Task description
Copy the lines from the items below verbatim, from the line with "like [434, 9]." up to and including the line with "Target: orange crested bird".

Extracted entries
########################################
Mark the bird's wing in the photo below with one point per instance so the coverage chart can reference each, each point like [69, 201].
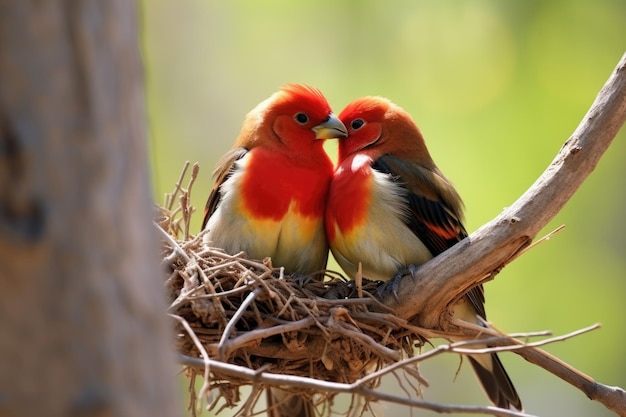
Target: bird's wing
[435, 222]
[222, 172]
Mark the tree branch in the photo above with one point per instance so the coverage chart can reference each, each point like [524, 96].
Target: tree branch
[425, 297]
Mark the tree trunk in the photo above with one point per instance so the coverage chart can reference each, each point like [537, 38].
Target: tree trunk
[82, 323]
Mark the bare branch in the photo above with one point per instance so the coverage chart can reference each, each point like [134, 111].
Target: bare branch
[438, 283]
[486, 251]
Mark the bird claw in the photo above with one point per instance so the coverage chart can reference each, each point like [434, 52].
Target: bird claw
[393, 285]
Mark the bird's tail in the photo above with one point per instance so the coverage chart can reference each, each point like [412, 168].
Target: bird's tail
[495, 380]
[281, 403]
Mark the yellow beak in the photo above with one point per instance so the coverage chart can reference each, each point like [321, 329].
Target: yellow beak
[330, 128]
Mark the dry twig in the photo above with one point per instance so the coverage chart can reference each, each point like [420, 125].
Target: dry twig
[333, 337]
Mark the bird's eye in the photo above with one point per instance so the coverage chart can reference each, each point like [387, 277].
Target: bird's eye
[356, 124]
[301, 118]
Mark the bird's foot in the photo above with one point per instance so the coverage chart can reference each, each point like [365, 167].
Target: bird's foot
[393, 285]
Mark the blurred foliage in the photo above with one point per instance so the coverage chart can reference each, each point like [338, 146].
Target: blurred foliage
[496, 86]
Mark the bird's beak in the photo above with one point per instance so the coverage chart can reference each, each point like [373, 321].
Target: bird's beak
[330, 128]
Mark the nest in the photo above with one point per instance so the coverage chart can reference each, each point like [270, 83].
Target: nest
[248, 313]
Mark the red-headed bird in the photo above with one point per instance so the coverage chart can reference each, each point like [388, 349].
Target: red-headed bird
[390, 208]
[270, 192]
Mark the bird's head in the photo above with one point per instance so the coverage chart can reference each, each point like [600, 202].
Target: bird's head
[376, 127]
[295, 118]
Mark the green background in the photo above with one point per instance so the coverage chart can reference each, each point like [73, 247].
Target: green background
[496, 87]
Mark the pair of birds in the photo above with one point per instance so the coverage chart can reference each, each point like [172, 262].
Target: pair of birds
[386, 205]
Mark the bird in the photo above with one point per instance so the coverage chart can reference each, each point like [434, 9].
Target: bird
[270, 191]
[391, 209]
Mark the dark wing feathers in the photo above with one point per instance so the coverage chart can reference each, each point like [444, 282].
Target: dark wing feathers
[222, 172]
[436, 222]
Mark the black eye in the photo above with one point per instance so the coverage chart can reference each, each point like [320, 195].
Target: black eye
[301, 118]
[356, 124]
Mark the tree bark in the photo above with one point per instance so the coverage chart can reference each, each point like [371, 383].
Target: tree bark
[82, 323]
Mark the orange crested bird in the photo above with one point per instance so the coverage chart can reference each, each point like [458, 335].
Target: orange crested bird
########################################
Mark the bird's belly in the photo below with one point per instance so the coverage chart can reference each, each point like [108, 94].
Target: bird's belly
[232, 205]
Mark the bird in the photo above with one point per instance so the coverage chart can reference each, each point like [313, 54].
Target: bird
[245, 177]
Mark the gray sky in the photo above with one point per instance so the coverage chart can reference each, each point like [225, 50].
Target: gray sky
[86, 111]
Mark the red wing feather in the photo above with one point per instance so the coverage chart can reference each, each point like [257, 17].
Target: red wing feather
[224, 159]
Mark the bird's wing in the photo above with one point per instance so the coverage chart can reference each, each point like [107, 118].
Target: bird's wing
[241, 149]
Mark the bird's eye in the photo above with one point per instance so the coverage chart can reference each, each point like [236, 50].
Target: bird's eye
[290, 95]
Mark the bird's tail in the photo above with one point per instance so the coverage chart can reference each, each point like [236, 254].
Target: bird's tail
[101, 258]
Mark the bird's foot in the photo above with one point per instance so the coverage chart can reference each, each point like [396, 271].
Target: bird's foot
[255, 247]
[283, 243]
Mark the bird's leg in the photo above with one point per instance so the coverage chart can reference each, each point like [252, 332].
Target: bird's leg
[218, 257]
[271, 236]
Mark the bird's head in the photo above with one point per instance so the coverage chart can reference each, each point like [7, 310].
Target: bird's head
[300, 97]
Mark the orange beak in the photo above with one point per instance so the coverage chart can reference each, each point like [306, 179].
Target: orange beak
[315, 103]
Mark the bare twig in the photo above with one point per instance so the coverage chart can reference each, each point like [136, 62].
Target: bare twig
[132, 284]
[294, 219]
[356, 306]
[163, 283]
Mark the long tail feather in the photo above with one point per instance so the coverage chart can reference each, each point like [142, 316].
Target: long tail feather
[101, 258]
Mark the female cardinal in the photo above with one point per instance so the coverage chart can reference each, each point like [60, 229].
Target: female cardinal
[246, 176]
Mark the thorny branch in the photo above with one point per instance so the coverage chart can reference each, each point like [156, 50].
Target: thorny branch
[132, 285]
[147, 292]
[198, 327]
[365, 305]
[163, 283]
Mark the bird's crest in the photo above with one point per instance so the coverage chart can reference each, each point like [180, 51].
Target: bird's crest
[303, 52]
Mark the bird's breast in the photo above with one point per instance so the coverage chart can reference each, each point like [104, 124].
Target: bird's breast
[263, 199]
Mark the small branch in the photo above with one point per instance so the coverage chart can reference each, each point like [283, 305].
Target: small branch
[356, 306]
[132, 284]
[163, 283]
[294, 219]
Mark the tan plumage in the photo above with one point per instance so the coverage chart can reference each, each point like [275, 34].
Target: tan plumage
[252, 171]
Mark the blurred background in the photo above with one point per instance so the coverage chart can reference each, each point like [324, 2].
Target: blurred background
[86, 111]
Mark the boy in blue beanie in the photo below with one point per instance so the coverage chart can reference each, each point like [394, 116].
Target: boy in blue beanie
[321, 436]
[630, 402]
########################################
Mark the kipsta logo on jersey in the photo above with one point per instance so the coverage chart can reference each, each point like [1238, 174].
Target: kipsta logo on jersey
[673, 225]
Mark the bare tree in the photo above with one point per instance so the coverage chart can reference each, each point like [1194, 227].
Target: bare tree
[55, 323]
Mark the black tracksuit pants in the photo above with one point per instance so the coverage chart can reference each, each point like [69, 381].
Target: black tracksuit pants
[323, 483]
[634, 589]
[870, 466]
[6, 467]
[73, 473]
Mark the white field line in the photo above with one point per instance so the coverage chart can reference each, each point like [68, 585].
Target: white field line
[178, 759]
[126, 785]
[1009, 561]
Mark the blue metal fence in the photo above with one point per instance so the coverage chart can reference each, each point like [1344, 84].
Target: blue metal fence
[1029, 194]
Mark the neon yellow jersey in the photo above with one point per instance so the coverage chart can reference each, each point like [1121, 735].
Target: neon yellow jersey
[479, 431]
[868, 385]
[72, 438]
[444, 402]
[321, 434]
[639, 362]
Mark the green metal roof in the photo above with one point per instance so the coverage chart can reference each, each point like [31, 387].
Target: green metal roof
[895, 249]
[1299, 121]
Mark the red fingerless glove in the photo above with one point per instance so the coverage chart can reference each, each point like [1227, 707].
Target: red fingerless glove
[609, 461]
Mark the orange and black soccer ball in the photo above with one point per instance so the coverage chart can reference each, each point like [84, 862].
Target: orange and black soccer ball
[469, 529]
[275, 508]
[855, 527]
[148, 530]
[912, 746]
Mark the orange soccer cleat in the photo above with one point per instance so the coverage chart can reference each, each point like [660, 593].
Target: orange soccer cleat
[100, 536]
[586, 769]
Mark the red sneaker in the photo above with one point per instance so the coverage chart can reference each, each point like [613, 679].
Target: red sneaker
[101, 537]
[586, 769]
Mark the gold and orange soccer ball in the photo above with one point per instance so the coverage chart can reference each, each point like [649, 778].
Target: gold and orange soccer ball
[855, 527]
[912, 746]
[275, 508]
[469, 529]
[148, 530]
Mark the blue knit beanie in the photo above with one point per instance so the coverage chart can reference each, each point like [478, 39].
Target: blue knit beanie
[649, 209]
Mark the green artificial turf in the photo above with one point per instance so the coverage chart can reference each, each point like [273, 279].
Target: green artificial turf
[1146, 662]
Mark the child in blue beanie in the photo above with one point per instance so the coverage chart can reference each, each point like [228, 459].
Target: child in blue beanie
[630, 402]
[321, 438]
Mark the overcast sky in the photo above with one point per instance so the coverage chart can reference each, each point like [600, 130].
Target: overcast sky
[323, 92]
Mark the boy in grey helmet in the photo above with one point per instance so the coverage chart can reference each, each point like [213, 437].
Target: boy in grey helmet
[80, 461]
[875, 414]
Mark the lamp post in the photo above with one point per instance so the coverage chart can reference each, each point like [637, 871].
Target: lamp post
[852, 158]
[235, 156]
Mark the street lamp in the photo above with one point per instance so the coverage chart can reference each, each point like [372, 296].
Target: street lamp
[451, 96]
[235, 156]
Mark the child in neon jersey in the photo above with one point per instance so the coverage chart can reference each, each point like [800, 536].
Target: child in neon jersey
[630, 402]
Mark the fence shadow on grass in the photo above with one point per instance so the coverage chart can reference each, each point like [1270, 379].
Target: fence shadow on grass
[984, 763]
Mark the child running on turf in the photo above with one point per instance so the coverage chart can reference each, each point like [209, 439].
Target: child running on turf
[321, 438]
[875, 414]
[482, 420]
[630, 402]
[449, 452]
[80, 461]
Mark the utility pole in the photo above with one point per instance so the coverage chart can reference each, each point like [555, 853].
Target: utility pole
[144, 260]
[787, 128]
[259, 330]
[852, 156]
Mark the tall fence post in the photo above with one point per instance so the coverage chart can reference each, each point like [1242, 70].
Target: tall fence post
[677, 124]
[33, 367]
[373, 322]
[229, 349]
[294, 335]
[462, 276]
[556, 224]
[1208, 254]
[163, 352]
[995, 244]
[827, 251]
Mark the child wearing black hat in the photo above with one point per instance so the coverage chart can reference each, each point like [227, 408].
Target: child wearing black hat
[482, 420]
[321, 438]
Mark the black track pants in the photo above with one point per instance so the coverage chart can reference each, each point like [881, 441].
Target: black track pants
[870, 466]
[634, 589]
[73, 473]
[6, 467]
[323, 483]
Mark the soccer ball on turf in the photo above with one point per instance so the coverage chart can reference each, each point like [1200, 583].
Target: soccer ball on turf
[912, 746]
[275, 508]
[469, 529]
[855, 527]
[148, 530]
########################################
Task answer
Mark the bird in the photo above with one point per instance so the coverage chart can reference each, each point like [434, 9].
Target: bird
[270, 191]
[391, 209]
Mark the dark wing feathers in the photo above with one point per instance so the coverage chart can reference each, each point like [444, 282].
Target: dark wing feathers
[222, 172]
[436, 222]
Mark the black eye in the photo above with one point per instance so the coverage chart can reference each, each point like [320, 195].
Target: black eye
[301, 118]
[356, 124]
Mark the tree bark in the photo above with one point per instance so the coverage chart can reference each, each point like [371, 383].
Target: tree bark
[82, 323]
Mark the orange crested bird in the photo above with one point per instance so the coverage chart can reference each, each point like [458, 335].
Target: orange crested bird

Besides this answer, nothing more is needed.